Doing this work is not without risk. When, in 2014, I wrote a blog post in response to my experience of Brett Bailey’s Exhibit B, an immersive representation of a human zoo, I was bombarded with outraged and abusive emails until around April 2015, at which point I took the article down.

Last year, the Orange Tree in Richmond staged An Octoroon, Branden Jacobs-Jenkins’ prickly, stinging exploration of American theatre’s racial stereotypes. The work was universally lauded by exclusively white critics – but there was a quiet, persistent rumble of dissent from some audience members who happened to be both Black and British. At the time, I was particularly struck by how Salome Wagaine’s thoughtful critique of the work pre-empted a similar response: she even went so far as to explicitly state that this was not ‘a community response’.2 It is territory laden with landmines, landmines not only for us, but also for those we are assumed to speak for.

The safe space, in my experience, is always the more politically rigorous space. Protected from the public glare, the critique found in WhatsApp groups and email threads flourishes. Here, the work is spoken about, but so are the audiences and the front-of-house staff. No punches are pulled, nothing is held back. People disagree, fiercely. This is not a utopian, community response. It buzzes with knowledge, the Black gaze unleashed.

### Pointing records
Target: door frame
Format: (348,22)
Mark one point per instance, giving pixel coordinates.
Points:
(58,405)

### Instruction 1
According to the theatre criticism passage above, what did the writer do with the blog post about Exhibit B around April 2015?
### Instruction 2
Output everything in the theatre criticism passage from "Doing this work" down to "the article down.".
### Instruction 3
Write the next part of the theatre criticism passage, picking up right after its final sentence.

### Task answer 1
The writer took the article down.

### Task answer 2
Doing this work is not without risk. When, in 2014, I wrote a blog post in response to my experience of Brett Bailey’s Exhibit B, an immersive representation of a human zoo, I was bombarded with outraged and abusive emails until around April 2015, at which point I took the article down.

### Task answer 3
I always wanted to make art that took the conversations I only ever felt able to have with other Black people and made them public. Sometimes, I think I’ve pulled it off. Other times, I read back over the messages and realize there are still so many things that need saying that we have not, cannot, say publicly. What I have learned, perhaps thanks to Exhibit B, it is not safe to say. Audre Lorde’s ‘your silence will not protect you’ is oft quoted, and she is, as always, right; but choosing where you will speak, and how, might help me pay my rent and save me from feeling the prickle of anxiety every time I check my phone.

Carmen Herrera’s words remain with me, but arguing against them is the knowledge that, in the right hands, critique is also art. A few days after I watch the documentary, I catch sight of bell hooks’ Outlaw Culture on my bookshelf, and my doubts are stilled.

Critique can be the reworking of the oppressive gaze, an act of political bravery, if we can only hold our nerve.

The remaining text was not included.